PROVIDED RECORDS:
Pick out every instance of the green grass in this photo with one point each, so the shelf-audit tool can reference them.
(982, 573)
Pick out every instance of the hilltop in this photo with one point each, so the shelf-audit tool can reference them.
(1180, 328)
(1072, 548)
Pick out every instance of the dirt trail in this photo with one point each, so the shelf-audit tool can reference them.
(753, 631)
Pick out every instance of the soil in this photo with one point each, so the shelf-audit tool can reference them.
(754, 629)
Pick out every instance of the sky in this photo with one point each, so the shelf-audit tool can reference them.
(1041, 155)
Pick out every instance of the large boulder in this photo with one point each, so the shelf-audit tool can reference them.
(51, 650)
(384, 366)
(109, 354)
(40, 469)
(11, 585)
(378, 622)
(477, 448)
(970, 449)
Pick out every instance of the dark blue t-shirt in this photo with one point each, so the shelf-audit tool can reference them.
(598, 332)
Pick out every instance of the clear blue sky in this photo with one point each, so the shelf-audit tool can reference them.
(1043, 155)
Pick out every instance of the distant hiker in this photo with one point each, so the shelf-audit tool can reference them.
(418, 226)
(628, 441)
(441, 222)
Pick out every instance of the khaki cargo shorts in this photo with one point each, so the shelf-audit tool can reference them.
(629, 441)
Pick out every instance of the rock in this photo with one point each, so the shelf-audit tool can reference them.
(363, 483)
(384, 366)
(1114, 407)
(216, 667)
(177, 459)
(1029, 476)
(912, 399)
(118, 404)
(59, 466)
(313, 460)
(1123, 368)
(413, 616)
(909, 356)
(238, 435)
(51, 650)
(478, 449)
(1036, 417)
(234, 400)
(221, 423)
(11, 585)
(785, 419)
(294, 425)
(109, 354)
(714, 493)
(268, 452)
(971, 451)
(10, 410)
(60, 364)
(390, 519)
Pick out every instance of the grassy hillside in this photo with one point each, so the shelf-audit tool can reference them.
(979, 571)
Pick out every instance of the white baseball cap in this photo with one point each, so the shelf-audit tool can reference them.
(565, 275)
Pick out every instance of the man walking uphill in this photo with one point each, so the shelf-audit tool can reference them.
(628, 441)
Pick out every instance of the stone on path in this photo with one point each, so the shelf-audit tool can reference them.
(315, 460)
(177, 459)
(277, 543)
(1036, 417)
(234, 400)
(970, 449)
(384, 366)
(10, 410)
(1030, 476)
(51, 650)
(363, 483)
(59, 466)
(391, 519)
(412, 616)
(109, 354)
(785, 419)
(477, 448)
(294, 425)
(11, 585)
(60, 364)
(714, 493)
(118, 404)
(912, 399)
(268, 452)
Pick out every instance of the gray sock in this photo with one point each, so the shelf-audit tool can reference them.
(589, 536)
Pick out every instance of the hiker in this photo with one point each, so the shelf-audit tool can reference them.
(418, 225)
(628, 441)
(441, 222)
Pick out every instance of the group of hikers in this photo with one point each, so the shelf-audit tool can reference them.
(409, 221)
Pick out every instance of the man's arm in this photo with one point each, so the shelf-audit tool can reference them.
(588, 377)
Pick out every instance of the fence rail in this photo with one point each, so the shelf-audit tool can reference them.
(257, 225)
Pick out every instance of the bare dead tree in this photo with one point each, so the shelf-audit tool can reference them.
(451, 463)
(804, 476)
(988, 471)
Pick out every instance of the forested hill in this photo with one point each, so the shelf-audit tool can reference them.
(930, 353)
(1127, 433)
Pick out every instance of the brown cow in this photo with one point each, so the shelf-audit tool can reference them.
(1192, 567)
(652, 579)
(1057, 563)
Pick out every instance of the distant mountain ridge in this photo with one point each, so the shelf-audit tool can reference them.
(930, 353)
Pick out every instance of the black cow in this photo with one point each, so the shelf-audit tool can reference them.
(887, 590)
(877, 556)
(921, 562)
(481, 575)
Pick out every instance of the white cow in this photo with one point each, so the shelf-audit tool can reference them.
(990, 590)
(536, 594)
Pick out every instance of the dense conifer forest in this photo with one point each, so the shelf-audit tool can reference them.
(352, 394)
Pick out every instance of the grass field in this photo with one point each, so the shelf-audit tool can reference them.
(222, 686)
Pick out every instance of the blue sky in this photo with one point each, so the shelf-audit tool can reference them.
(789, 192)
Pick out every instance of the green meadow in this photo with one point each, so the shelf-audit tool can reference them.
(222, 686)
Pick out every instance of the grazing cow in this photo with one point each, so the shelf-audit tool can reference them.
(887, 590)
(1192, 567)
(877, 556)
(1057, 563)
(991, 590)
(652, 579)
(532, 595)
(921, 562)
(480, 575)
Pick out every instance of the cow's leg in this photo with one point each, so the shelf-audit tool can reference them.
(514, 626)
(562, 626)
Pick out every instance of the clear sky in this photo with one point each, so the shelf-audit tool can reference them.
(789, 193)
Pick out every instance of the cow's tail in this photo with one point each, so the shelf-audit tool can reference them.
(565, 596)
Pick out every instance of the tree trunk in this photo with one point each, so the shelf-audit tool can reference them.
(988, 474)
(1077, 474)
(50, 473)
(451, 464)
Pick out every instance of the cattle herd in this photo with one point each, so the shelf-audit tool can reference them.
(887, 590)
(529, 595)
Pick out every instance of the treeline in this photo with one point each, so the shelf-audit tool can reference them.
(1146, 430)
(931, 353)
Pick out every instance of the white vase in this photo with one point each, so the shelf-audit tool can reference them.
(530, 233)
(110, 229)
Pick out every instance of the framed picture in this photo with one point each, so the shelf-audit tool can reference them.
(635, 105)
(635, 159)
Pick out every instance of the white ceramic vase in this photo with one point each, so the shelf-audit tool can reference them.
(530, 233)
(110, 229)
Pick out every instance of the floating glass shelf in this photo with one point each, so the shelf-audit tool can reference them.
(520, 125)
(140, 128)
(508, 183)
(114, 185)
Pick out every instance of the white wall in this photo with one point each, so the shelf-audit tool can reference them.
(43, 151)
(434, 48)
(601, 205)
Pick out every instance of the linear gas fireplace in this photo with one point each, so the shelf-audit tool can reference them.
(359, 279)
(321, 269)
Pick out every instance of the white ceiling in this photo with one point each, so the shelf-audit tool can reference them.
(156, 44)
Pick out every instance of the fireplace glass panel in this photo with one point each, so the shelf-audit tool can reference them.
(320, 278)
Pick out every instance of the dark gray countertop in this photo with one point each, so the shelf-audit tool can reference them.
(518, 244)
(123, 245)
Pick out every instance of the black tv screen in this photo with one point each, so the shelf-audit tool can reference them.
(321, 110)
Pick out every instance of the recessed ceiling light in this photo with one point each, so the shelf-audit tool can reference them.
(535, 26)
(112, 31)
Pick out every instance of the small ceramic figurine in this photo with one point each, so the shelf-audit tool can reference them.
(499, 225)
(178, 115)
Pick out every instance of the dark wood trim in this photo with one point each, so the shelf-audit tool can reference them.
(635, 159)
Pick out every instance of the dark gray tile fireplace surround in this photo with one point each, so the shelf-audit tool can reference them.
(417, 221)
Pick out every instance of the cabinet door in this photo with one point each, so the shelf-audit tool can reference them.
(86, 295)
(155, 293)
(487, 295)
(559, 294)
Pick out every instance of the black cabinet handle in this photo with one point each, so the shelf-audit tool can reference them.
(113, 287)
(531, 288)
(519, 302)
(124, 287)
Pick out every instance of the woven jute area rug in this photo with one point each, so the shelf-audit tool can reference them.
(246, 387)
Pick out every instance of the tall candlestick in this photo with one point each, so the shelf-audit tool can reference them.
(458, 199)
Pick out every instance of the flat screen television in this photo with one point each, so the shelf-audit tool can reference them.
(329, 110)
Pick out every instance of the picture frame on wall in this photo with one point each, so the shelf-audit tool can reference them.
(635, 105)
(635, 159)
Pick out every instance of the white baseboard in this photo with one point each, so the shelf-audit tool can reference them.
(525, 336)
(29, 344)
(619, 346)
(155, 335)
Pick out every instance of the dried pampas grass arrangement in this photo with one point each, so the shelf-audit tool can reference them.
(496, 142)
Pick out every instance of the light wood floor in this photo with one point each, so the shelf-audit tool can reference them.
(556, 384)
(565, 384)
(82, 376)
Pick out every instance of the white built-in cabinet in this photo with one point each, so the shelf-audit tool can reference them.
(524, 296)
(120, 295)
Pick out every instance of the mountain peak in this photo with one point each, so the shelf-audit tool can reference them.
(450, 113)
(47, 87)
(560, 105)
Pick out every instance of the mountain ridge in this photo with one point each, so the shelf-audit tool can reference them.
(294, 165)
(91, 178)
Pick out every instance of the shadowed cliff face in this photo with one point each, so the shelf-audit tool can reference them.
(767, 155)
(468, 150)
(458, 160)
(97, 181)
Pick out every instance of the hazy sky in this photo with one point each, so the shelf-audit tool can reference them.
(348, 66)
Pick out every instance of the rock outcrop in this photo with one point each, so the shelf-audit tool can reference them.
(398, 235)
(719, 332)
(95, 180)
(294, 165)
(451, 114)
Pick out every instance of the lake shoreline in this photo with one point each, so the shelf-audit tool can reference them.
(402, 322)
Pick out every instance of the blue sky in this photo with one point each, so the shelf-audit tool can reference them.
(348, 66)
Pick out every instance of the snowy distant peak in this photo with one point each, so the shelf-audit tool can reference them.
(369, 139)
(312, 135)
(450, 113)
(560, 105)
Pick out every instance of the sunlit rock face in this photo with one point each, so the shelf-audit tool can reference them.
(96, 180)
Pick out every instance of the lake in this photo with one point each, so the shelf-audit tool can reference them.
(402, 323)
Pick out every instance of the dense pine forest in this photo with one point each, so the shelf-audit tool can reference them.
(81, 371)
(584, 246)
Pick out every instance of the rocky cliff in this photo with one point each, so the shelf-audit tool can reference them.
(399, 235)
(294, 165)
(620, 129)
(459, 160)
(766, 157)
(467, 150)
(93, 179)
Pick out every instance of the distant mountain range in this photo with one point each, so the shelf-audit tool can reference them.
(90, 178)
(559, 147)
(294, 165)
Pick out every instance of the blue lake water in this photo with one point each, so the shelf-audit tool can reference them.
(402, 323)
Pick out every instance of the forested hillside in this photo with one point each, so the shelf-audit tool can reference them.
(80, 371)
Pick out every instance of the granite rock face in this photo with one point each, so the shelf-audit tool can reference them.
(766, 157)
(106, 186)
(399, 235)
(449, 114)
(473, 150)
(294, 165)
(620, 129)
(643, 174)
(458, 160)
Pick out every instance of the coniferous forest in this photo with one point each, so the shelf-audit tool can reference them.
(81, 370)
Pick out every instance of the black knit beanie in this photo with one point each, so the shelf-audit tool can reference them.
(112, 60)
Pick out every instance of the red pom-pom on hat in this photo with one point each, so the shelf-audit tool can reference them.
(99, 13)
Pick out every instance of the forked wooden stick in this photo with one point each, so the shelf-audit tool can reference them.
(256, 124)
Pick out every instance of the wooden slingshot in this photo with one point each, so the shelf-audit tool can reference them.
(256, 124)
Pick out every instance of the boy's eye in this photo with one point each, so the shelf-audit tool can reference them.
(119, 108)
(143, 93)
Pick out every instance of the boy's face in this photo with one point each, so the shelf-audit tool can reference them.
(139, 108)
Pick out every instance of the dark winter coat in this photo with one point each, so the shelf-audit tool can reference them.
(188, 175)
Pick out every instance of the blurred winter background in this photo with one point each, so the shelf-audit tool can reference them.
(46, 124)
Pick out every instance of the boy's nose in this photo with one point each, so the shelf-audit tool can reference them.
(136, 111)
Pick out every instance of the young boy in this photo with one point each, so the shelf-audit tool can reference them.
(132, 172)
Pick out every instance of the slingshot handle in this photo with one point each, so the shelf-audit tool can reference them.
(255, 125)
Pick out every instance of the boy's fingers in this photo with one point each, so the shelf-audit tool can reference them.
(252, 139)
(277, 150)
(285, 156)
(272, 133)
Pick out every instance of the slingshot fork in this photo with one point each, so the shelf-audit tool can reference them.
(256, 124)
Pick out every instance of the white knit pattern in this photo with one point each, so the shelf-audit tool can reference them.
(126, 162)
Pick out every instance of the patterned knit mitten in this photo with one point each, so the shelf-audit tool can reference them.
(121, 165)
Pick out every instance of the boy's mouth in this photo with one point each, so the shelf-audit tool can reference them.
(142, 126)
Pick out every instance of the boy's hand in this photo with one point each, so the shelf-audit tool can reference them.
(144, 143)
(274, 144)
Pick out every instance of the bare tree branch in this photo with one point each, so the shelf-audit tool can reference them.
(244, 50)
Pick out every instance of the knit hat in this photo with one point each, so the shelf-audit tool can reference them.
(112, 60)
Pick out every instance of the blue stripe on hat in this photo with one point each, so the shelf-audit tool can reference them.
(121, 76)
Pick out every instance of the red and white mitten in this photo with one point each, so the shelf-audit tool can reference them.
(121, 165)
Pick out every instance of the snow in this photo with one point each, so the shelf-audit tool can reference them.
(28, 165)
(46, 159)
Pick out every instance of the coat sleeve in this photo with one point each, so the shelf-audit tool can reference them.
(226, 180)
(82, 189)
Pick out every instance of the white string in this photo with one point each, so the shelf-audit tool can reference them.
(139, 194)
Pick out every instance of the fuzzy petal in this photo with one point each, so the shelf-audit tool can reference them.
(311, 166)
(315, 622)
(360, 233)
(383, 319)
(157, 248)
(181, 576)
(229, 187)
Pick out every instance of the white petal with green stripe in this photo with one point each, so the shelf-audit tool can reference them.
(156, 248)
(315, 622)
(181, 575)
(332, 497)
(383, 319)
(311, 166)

THE PROBLEM: Convert the entries from the line containing "Pick out every instance of the boy's hand" through the end of the entries, inclusive, into a two-column CSV with the headers entry_text and answer. Each entry gets one row, with its text and its answer each placed in a single quoted field and any line breaks replaced by spaces.

COMPLETE RESPONSE:
entry_text,answer
"Pick out every instance of the boy's hand in this photo with one point each, so the shelf-audit tool can reference them.","(144, 143) (274, 144)"
"Pick out every instance of the bare tree branch in this photo with one point each, so the shelf-audit tool can reference them.","(244, 50)"
"Pick out every instance of the knit hat in this photo with one point each, so the shelf-audit tool can reference them.","(112, 60)"
"Pick out every instance of the blue stripe on hat in this photo with one point each, so the shelf-audit tool can reference them.","(121, 76)"
"Pick out every instance of the red and white mitten in this photo with one point each, so the shelf-audit tool can reference them.","(121, 165)"
"Pick out every instance of the snow in this photo with one point each, so the shelf-audit tool can reference them.","(28, 165) (46, 159)"
"Pick out every instance of the coat sleeve in this photo with one point each, so the shelf-audit tool can reference them.","(226, 180) (82, 189)"
"Pick out every instance of the white string in this photo with one point each, so the shelf-audit tool can reference them.","(139, 194)"
"Pick out every instance of the fuzzy petal in this photo with one point each, so the shelf-audit tool can reference them.","(311, 166) (315, 622) (360, 233) (383, 319) (157, 248) (181, 576) (229, 187)"
"Pick out every instance of the white petal with green stripe in this photo with one point each, so the shelf-audit tool can reference them.","(156, 248) (315, 622) (181, 575) (332, 497) (383, 319) (311, 166)"